Exercise directions:
Using the entries below, output exactly the line containing "Could you please locate the tall tree trunk" and all lines that follow it to the end.

Dataset entries:
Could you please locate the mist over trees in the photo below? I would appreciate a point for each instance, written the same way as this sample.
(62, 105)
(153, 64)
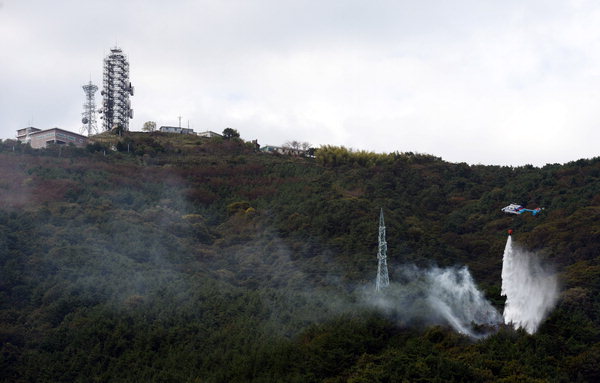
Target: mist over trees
(177, 258)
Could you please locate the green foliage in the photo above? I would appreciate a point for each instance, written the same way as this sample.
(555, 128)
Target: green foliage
(187, 259)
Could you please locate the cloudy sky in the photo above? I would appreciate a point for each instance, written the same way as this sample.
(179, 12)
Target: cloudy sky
(484, 82)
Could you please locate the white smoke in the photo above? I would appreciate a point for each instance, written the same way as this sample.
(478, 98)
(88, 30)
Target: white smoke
(531, 291)
(438, 296)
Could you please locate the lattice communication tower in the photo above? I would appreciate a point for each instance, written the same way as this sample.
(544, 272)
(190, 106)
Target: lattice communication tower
(383, 279)
(89, 110)
(116, 107)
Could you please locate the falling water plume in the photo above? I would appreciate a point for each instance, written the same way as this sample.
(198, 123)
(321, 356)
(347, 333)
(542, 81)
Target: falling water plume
(531, 291)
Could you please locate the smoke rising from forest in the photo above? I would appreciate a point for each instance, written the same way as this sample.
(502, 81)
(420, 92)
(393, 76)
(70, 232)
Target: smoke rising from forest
(531, 290)
(446, 296)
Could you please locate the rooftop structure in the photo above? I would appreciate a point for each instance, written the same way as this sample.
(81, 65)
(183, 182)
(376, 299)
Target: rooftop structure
(41, 138)
(175, 129)
(209, 134)
(116, 107)
(24, 135)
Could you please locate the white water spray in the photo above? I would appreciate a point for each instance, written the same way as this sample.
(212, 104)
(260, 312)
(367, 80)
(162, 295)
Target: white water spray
(531, 291)
(437, 296)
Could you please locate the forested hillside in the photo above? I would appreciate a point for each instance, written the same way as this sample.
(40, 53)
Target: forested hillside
(185, 259)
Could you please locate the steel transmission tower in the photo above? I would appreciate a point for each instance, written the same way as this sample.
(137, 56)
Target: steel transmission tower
(89, 110)
(116, 91)
(383, 279)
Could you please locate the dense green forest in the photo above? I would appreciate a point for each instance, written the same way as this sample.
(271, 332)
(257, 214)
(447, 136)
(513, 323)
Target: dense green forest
(163, 258)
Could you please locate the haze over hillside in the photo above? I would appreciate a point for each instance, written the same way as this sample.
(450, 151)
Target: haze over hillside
(180, 259)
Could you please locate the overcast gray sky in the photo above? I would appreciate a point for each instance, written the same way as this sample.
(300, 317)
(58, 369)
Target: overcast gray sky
(491, 82)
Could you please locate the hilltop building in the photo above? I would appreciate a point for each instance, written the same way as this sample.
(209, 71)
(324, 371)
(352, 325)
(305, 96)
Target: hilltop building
(116, 107)
(175, 129)
(24, 135)
(41, 138)
(209, 134)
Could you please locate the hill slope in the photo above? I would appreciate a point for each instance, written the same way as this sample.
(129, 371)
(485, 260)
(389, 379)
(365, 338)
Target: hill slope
(187, 259)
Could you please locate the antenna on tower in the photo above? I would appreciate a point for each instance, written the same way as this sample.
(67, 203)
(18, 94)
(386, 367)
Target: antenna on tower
(89, 110)
(383, 279)
(116, 89)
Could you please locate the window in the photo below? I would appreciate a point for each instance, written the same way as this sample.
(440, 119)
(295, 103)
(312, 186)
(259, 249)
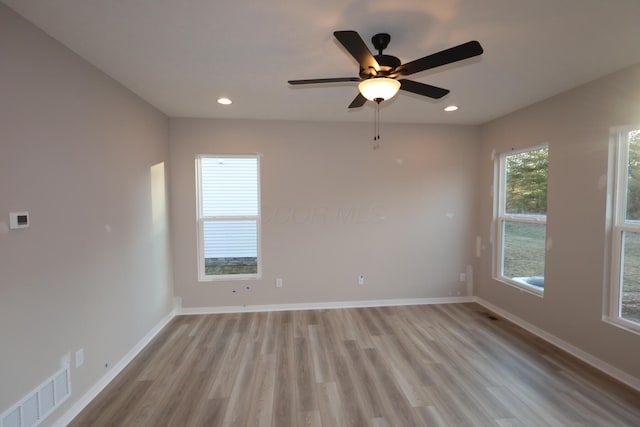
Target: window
(522, 218)
(625, 268)
(228, 217)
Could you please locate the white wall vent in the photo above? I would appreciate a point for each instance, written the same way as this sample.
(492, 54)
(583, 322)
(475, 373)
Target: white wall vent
(41, 402)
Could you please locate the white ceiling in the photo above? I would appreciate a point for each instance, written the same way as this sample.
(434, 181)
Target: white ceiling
(181, 55)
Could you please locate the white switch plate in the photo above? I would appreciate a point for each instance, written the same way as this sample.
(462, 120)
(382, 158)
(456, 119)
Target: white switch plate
(18, 220)
(79, 357)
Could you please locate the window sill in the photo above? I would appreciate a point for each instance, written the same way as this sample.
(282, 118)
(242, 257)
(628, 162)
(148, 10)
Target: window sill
(521, 286)
(229, 277)
(625, 325)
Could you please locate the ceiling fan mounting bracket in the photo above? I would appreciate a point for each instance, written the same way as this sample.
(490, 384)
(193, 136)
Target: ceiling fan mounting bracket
(380, 41)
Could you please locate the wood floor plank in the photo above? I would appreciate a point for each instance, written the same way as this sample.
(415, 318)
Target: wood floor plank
(441, 365)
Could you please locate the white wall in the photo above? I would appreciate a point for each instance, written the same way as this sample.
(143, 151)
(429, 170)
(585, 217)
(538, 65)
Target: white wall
(576, 126)
(92, 271)
(334, 208)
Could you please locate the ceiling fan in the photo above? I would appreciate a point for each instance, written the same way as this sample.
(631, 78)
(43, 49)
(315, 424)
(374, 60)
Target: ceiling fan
(380, 74)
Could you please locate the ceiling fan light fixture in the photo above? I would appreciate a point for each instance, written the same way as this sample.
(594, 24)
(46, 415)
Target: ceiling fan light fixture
(379, 88)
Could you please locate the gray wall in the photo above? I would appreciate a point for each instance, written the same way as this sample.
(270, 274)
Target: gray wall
(334, 208)
(576, 125)
(92, 271)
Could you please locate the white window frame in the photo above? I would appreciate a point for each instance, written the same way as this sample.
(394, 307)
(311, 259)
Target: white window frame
(501, 217)
(202, 277)
(620, 225)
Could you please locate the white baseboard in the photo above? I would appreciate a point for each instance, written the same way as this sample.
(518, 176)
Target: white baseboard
(588, 358)
(81, 403)
(322, 305)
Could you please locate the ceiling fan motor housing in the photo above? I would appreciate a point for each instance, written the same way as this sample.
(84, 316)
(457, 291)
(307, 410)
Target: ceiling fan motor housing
(388, 64)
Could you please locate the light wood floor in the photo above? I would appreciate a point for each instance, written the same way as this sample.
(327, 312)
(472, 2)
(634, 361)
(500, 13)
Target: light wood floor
(439, 365)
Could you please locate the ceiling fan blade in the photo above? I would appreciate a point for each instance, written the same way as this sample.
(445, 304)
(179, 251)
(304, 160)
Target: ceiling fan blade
(330, 80)
(352, 41)
(423, 89)
(358, 101)
(447, 56)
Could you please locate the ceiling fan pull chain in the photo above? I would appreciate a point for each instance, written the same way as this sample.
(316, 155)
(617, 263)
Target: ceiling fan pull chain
(376, 137)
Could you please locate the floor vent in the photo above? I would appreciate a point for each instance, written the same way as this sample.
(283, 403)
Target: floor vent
(37, 405)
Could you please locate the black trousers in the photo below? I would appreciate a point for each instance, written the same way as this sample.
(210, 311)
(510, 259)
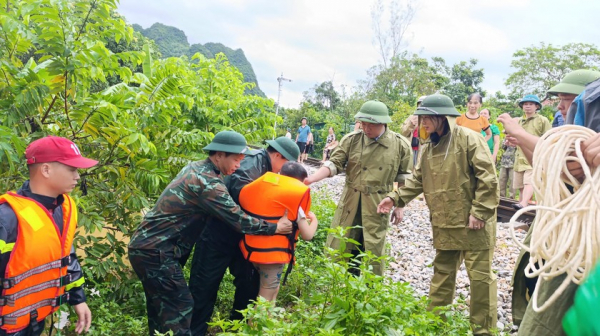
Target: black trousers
(208, 268)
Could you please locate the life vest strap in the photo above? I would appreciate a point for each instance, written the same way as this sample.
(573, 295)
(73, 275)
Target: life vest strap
(9, 300)
(293, 253)
(11, 282)
(11, 318)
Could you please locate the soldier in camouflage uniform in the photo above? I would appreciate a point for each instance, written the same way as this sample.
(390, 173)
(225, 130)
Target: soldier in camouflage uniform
(165, 238)
(218, 246)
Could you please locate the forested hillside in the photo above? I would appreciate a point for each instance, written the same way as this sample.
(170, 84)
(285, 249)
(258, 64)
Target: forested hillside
(172, 42)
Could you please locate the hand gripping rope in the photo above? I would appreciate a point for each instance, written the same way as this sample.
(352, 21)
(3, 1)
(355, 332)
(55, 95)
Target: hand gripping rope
(565, 234)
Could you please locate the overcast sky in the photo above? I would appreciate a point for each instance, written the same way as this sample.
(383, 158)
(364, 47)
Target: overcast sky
(312, 41)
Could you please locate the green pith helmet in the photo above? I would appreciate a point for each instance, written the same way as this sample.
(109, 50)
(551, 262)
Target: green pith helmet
(229, 142)
(437, 104)
(574, 82)
(531, 99)
(286, 147)
(374, 112)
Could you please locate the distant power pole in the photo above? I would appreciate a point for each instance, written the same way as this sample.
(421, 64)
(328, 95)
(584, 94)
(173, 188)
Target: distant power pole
(280, 79)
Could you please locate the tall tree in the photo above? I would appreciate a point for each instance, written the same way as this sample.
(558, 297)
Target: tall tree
(538, 68)
(143, 127)
(391, 37)
(323, 96)
(464, 79)
(407, 77)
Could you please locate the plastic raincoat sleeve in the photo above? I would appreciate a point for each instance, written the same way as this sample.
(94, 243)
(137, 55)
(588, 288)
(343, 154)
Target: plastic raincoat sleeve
(413, 187)
(339, 157)
(487, 196)
(405, 167)
(407, 128)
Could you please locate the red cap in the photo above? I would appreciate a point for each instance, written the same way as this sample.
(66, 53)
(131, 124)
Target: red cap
(57, 149)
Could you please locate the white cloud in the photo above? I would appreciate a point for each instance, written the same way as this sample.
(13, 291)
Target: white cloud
(316, 40)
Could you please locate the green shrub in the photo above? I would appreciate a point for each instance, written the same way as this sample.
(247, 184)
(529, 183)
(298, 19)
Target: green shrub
(333, 301)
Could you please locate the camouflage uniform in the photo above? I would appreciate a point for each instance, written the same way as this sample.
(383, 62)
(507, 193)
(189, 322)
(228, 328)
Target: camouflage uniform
(218, 250)
(165, 239)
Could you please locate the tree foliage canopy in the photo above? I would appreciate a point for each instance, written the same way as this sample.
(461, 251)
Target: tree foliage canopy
(172, 42)
(143, 119)
(538, 68)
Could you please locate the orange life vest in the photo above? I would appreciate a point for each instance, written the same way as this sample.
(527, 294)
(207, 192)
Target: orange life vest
(34, 283)
(268, 197)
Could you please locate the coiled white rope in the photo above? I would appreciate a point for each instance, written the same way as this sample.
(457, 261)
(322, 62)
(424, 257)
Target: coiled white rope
(565, 234)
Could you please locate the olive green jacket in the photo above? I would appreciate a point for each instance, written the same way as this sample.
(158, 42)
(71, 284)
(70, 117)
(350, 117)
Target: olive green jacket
(372, 167)
(536, 125)
(458, 179)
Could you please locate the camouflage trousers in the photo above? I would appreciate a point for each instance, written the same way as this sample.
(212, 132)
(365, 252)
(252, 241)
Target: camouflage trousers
(168, 298)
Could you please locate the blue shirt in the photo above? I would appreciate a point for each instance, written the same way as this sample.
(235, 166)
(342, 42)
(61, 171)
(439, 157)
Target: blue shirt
(303, 133)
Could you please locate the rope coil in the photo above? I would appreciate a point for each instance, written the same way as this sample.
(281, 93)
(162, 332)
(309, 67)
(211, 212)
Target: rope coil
(565, 237)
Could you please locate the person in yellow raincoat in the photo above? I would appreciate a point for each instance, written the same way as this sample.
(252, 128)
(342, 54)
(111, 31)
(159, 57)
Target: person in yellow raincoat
(458, 179)
(374, 159)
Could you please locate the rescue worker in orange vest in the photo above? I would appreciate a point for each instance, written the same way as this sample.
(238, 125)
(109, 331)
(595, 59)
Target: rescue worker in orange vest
(278, 193)
(37, 226)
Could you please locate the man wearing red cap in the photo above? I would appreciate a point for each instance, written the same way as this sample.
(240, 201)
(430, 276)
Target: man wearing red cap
(37, 226)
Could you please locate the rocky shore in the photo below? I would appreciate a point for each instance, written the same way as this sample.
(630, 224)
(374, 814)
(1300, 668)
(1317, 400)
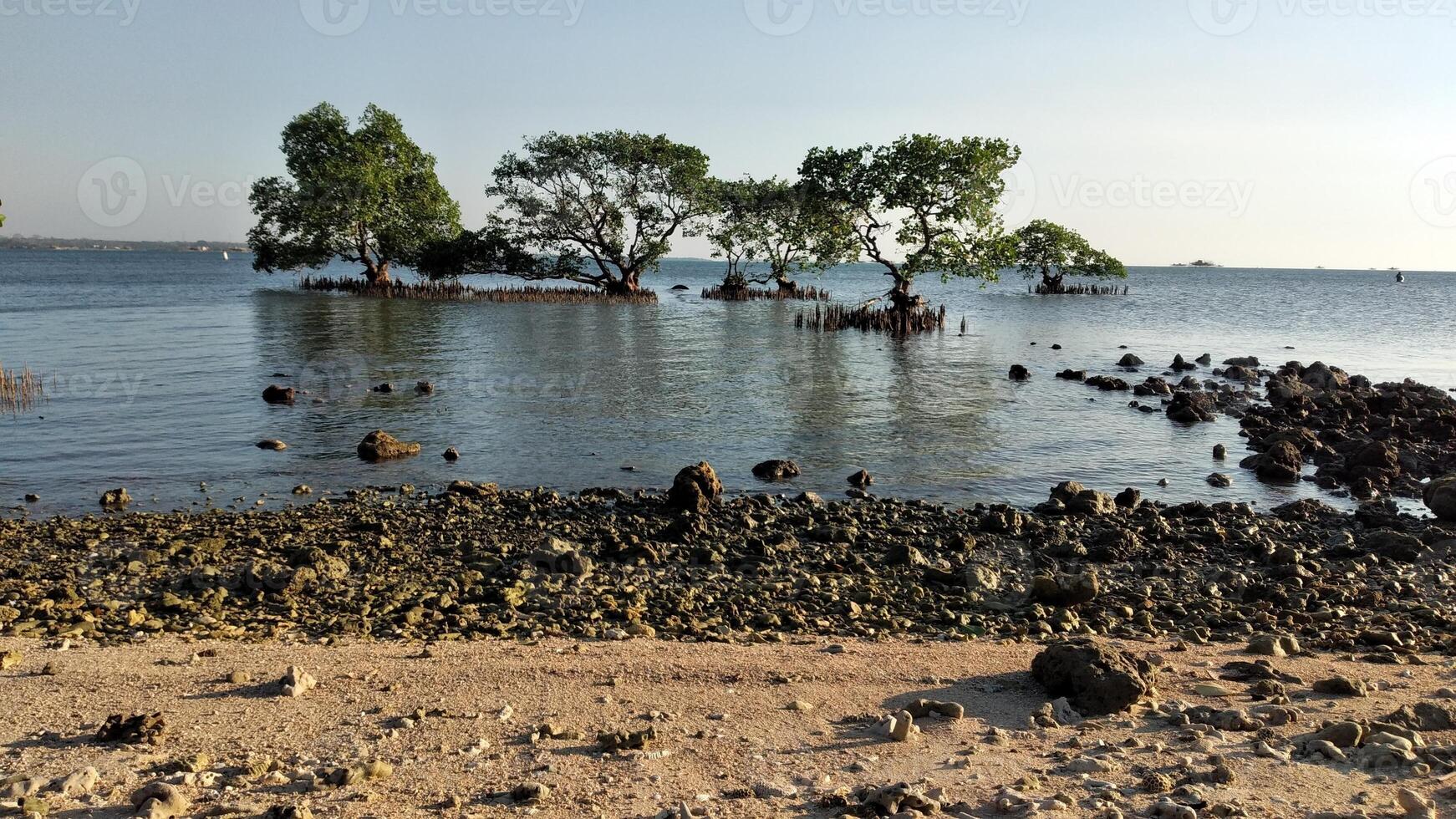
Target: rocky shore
(676, 730)
(478, 562)
(685, 655)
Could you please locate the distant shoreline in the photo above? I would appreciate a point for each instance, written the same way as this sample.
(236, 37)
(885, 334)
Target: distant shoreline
(101, 247)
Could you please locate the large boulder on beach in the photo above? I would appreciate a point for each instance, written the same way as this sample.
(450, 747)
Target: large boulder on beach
(695, 489)
(1077, 499)
(1280, 463)
(1098, 679)
(380, 445)
(776, 471)
(1324, 377)
(276, 394)
(1440, 498)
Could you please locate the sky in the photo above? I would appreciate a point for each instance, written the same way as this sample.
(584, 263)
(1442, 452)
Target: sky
(1254, 133)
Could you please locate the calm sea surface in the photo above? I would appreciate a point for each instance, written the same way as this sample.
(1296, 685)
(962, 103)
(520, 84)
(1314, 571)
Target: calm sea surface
(156, 364)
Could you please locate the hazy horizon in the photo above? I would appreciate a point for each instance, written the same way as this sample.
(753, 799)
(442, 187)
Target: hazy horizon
(1273, 135)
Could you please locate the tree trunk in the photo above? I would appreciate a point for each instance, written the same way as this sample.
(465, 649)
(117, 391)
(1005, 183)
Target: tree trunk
(628, 284)
(378, 274)
(900, 297)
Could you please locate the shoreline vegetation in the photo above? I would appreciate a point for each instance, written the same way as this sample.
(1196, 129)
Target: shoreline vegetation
(746, 292)
(602, 210)
(21, 390)
(457, 292)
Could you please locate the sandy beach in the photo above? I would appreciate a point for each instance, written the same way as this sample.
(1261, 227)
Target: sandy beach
(740, 730)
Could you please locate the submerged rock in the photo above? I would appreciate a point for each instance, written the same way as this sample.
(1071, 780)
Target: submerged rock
(1191, 408)
(1281, 463)
(380, 445)
(1440, 498)
(696, 489)
(776, 471)
(276, 394)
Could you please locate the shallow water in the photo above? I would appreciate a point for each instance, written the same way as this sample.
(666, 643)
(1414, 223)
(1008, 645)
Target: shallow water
(156, 364)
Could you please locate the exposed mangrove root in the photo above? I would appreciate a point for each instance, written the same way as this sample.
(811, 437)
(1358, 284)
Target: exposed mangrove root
(456, 292)
(865, 318)
(21, 390)
(721, 292)
(1077, 290)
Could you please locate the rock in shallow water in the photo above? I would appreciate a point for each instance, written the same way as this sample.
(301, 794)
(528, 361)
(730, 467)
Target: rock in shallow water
(695, 489)
(1440, 498)
(380, 445)
(776, 471)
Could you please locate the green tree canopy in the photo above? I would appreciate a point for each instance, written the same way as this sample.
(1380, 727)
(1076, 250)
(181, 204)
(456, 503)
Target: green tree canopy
(730, 229)
(1056, 252)
(603, 206)
(782, 226)
(928, 198)
(369, 196)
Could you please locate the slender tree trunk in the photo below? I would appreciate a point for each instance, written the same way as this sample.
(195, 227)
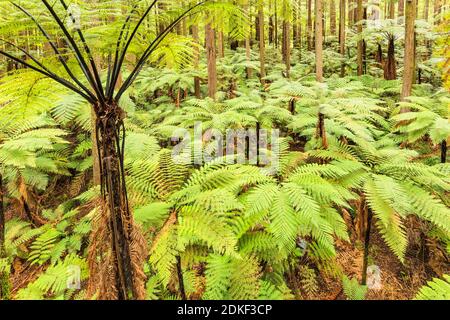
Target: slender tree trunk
(299, 26)
(360, 42)
(221, 48)
(410, 52)
(262, 45)
(276, 23)
(309, 34)
(342, 34)
(391, 10)
(288, 48)
(111, 148)
(196, 60)
(248, 46)
(444, 151)
(211, 57)
(390, 67)
(319, 40)
(437, 12)
(95, 156)
(333, 17)
(401, 8)
(426, 10)
(4, 277)
(367, 216)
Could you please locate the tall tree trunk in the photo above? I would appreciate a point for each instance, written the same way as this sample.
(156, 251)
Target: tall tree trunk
(401, 8)
(287, 58)
(95, 156)
(196, 37)
(319, 40)
(271, 24)
(248, 45)
(351, 11)
(361, 41)
(333, 17)
(391, 10)
(426, 10)
(4, 277)
(410, 49)
(309, 34)
(298, 42)
(220, 45)
(342, 35)
(262, 45)
(211, 57)
(390, 67)
(110, 127)
(437, 12)
(276, 23)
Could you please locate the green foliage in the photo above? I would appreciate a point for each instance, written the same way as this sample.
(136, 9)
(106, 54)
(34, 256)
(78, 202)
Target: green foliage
(438, 289)
(353, 290)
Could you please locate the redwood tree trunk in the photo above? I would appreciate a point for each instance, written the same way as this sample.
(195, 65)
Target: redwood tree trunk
(360, 42)
(262, 49)
(4, 278)
(211, 57)
(342, 34)
(196, 60)
(333, 17)
(410, 52)
(319, 40)
(401, 8)
(309, 26)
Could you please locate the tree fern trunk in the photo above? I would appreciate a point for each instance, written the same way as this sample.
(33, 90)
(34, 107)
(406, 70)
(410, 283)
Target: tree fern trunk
(4, 278)
(109, 127)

Result:
Could you please locate the tall tree trunk in the photo above? I would appreciate a point for each instance, written the same way as this sample.
(156, 251)
Target: tall tree trunk
(401, 8)
(287, 58)
(95, 156)
(196, 37)
(319, 40)
(271, 24)
(248, 45)
(351, 11)
(361, 41)
(333, 17)
(391, 10)
(426, 10)
(4, 277)
(410, 49)
(309, 34)
(298, 42)
(220, 45)
(342, 35)
(262, 45)
(211, 57)
(390, 67)
(110, 127)
(437, 12)
(276, 23)
Could you please locate the green foliage in the photo above? I would appreciate a point for each instance, written the same way as this sample.
(136, 9)
(106, 54)
(34, 256)
(78, 202)
Target: green foliage
(438, 289)
(353, 290)
Could you please locate the redwood tree trunk in the photo above? I would appreciate a point for each instance, written the same way as this sample.
(195, 65)
Target: redwood tree trunk
(360, 42)
(262, 49)
(4, 278)
(211, 57)
(342, 34)
(196, 60)
(333, 17)
(410, 52)
(319, 40)
(401, 8)
(309, 26)
Could you please locate the tree fern trunk in the photo above? I would appreciate a point for each instance, written the same way as this sample.
(33, 90)
(34, 107)
(406, 70)
(410, 283)
Target: tree fern trunk
(4, 278)
(109, 127)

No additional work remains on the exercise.